-- START SELECTED TEXT --

DYNM 6660 Systems and Design Thinking

This course is designed to challenge the traditional thinking of basic management strategy and practice and to show why organizations must learn to think differently. This course takes a multidisciplinary approach to challenge participants to rethink their assumptions and move beyond the traditional practice of complex problem and management strategy formulation and execution. The course will look at the challenges and opportunities that come from integrating Systems and Design Thinking to create more sustainable solutions. The prevailing pattern of thought employed by management is analytical. A new pattern of thought is required: synthetic. Systems thinking involve both analysis - to produce knowledge of organizations (systems) - and synthesis to provide understanding. Without both, effective solutions to problems cannot be obtained. To go beyond understanding to wisdom requires awareness of the difference between doing things right (efficiency) and doing the right thing (effectiveness). The better we do the wrong thing, the more wrong we become. Today a great deal of energy is expended by organizations in an effort to increase the efficiency with which wrong things are done. This course looks at how systems and design thinking can increase the chances of making the right decisions; doing the right thing. Non-Dynamics students: please include a brief job description in your Permissions Request.

Fall

1 Course Unit

DYNM 6730 Stories in Organizations: Tools for Executive Development

As we all know, living in--and out--of organizations is getting exponentially harder. Things seem to be multiplying, splintering, and coalescing kaleidoscopically, and each of us is increasingly taxed to make sense of it all, let alone create meaning for ourselves and those we manage and care about. Remarkably, a powerful tool for helping us is one we have already mastered: stories. As humans we think, feel, speak, listen, explain, and believe in narrative form. Yet this capability is dramatically under-exploited at work. This course examines a variety of ways to bring the power of stories to organizational life. We will look at how stories enhance communication, support change, and intensify learning and development in individuals and organizations, thus informing your leadership style and effectiveness. We will have many opportunities in class to apply "story-based technologies" to issues you face in personal or professional life. Readings come from the literatures of human development, narrative psychology, organizational change, executive learning, and, of course, from literature itself. Non-DYNM students: please include a brief job description in your permissions request.

Not Offered Every Year

1 Course Unit

DYNM 6760 Communication Competence: Extracting Value in Key Organizational Interactions

This course explores the direct and indirect relationships between interpersonal communication skills and the ability to derive increased value from organizational interactions. Participants will assess their own interpersonal communication skills while expanding their own communication practices within organizational contexts. At the same time, students will develop greater insights into their own organization’s communication norms. Students should prepare to be co-collaborators throughout the semester, adding personal insights and expertise to the conversation. Through this course, class participants will work to expand their personal communication repertoire as they develop critical listening and empathy skills. Participants will conduct their own communication skills assessment, determining their own communication strengths and identify specific areas for improvement. Finally, throughout the semester participants engage in creative multi-modal research projects, the findings of which will be presented in class. Non-Dynamics students: please include a brief job description in your Permissions Request.

-- END SELECTED TEXT --
-- START GIVEN RECORDS --

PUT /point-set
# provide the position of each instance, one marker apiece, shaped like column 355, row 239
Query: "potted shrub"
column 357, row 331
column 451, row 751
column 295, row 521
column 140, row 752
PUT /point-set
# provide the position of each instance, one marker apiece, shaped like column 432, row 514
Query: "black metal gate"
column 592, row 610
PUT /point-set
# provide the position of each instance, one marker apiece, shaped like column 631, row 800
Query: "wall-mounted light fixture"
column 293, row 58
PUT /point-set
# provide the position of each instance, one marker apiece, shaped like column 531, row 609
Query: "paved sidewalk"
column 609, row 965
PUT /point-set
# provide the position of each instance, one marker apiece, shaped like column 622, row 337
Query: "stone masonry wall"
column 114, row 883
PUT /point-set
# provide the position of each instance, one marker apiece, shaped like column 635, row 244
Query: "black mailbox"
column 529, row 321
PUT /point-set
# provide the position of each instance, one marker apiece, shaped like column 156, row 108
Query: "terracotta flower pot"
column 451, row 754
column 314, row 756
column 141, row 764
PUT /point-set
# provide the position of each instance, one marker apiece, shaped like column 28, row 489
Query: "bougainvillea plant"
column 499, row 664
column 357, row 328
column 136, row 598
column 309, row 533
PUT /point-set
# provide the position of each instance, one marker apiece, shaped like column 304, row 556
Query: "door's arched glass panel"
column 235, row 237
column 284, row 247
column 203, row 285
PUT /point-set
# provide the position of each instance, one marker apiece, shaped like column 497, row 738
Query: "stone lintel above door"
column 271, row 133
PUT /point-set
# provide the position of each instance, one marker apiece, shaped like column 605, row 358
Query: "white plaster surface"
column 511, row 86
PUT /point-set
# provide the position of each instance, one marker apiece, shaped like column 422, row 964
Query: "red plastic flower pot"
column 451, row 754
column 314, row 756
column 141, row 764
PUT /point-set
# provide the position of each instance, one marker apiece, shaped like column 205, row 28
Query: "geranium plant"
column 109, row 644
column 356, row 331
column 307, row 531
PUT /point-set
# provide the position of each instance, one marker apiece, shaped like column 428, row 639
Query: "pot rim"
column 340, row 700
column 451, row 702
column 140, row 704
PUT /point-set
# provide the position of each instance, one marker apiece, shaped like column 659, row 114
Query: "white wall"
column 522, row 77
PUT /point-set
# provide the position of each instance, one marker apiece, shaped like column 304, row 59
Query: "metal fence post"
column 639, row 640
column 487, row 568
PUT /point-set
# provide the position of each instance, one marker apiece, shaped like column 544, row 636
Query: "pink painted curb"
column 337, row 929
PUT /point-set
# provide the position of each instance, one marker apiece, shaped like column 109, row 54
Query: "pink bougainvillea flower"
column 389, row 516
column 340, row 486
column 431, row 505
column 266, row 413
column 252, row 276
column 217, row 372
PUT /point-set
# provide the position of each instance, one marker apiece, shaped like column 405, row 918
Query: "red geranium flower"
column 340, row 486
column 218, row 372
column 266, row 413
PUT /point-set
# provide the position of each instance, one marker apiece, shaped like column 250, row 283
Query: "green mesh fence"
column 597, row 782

-- END GIVEN RECORDS --

OBJECTIVES:
1. Can you rewrite the records starting with their first line and going on through the line with "column 140, row 752", changing "potted shrub" to "potted plant" and leaving everything else the same?
2. Can you continue the course catalog listing from where it stops?

RESULTS OF THE TASKS:
1.
PUT /point-set
# provide the position of each instance, one marker apiece, shaped like column 355, row 239
Query: "potted plant"
column 357, row 331
column 451, row 751
column 295, row 521
column 140, row 752

2.
Spring

1 Course Unit

DYNM 6770 Post-Disruptive Growth: Scaling and Growing for Individuals and Systems

Reality has moved from a physical location to a cognitive location--in our minds. An exceptionally hands-on course that brings in the intellectual discipline with real-time application to look at the shattering of assumptions in face of crisis (as the current one) and what happens to individuals, groups, communities, and systems - when the world takes the blue pill overnight (goes virtual and hyperreal). The interaction with the altered reality is often hindered by cognitive traps of ghost structures (i.e. only stay in memory but have disappeared from concrete reality) that lead to counter-productive decisions by individuals (personal and professional) and systems. The course is highly recommended for leaders and managers of complex organizational structures who must continue to create a "holding environment" for psychological safety for their teams, managers, leaders, customers, vendors, and themselves in redefining post-disruptive growth in micro-and-macro decisions for Value Creation in everyday interactions. There will be conceptual and experiential assignments that will enable rich scrutiny with immediate application in their work and life. This course will have both synchronous and asynchronous sessions. Non-DYNM students: please include a brief job description in your permissions request.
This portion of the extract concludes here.